(Raw records)
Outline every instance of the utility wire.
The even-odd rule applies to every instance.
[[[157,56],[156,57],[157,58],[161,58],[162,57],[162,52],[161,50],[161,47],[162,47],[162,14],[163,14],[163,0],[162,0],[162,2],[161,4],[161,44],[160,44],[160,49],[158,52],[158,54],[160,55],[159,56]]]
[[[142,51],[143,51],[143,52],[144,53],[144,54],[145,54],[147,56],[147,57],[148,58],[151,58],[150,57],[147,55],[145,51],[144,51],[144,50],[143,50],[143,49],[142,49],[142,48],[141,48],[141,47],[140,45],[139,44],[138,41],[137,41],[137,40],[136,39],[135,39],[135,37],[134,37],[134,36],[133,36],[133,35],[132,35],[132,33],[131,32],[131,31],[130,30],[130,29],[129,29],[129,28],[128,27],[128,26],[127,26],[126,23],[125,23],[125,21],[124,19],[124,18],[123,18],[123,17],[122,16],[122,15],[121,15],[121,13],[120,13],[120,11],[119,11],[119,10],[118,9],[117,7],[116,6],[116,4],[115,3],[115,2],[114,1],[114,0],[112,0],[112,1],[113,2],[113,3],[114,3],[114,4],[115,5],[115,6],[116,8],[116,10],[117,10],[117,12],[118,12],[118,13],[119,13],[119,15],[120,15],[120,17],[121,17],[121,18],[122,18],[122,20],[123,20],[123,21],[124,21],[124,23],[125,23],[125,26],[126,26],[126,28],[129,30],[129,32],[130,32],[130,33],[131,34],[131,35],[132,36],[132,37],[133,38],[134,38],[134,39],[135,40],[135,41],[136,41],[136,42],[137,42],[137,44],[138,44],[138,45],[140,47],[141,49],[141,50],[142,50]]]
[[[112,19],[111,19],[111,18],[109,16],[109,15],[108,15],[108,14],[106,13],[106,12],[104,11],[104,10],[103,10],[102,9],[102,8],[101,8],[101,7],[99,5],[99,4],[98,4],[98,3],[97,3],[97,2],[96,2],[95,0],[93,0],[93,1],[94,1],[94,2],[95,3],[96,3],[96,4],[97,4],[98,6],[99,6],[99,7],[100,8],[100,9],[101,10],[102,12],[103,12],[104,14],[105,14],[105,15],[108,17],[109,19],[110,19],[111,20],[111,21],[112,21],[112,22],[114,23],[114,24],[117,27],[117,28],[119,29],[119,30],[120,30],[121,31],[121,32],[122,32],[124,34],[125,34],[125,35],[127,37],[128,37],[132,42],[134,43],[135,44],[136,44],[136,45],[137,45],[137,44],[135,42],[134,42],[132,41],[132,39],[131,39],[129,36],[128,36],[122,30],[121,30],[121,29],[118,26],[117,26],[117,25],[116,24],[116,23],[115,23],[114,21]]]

Objective — Extract every line of the items above and reproduce each one verbatim, without changing any character.

Exercise response —
Outline every instance of the utility wire.
The even-odd rule applies to every instance.
[[[157,56],[156,57],[157,58],[161,58],[162,57],[162,52],[161,50],[161,47],[162,47],[162,14],[163,14],[163,0],[162,0],[162,2],[161,4],[161,44],[160,44],[160,49],[158,52],[158,54],[160,55],[159,56]]]
[[[142,51],[143,51],[143,52],[144,53],[144,54],[145,54],[147,56],[147,57],[148,58],[151,58],[150,57],[147,55],[145,51],[144,51],[144,50],[143,50],[143,49],[142,49],[142,48],[141,48],[141,47],[140,45],[139,44],[138,41],[137,41],[137,40],[136,39],[135,39],[135,37],[134,37],[134,36],[133,36],[133,35],[132,35],[132,33],[131,32],[131,31],[130,30],[130,29],[129,29],[129,28],[128,27],[128,26],[127,26],[126,23],[125,23],[125,21],[124,19],[124,18],[123,18],[123,17],[122,16],[122,15],[121,15],[121,13],[120,13],[120,11],[119,11],[119,10],[118,9],[117,7],[116,6],[116,4],[115,3],[115,2],[114,1],[114,0],[112,0],[112,1],[113,2],[113,3],[114,3],[114,4],[115,5],[115,6],[116,8],[116,10],[117,10],[117,12],[118,12],[118,13],[119,13],[119,15],[120,15],[120,17],[121,17],[121,18],[122,18],[122,20],[123,20],[123,21],[124,21],[124,23],[125,23],[125,26],[126,26],[126,28],[129,30],[129,32],[130,32],[130,33],[131,34],[131,35],[132,36],[132,37],[133,38],[134,38],[134,39],[135,40],[135,41],[136,41],[136,42],[137,42],[137,44],[138,44],[138,45],[140,47],[141,49],[141,50],[142,50]]]
[[[112,19],[111,19],[111,18],[109,16],[109,15],[108,15],[108,14],[106,13],[106,12],[104,11],[104,10],[103,10],[102,9],[102,8],[101,8],[101,7],[99,5],[99,4],[98,4],[98,3],[97,3],[97,2],[96,2],[95,0],[93,0],[93,1],[94,1],[94,2],[95,3],[96,3],[96,4],[97,4],[98,6],[99,6],[99,7],[100,8],[100,9],[101,10],[102,12],[103,12],[104,14],[105,14],[105,15],[108,17],[109,19],[110,19],[111,20],[111,21],[112,21],[112,22],[114,23],[114,24],[117,27],[117,28],[119,29],[119,30],[120,30],[121,31],[121,32],[122,32],[124,34],[125,34],[125,35],[127,37],[128,37],[132,42],[134,43],[135,44],[136,44],[136,45],[137,45],[137,44],[135,42],[134,42],[132,41],[132,39],[131,39],[129,36],[128,36],[122,30],[121,30],[121,29],[118,26],[117,26],[117,25],[116,24],[116,23],[115,23],[114,21]]]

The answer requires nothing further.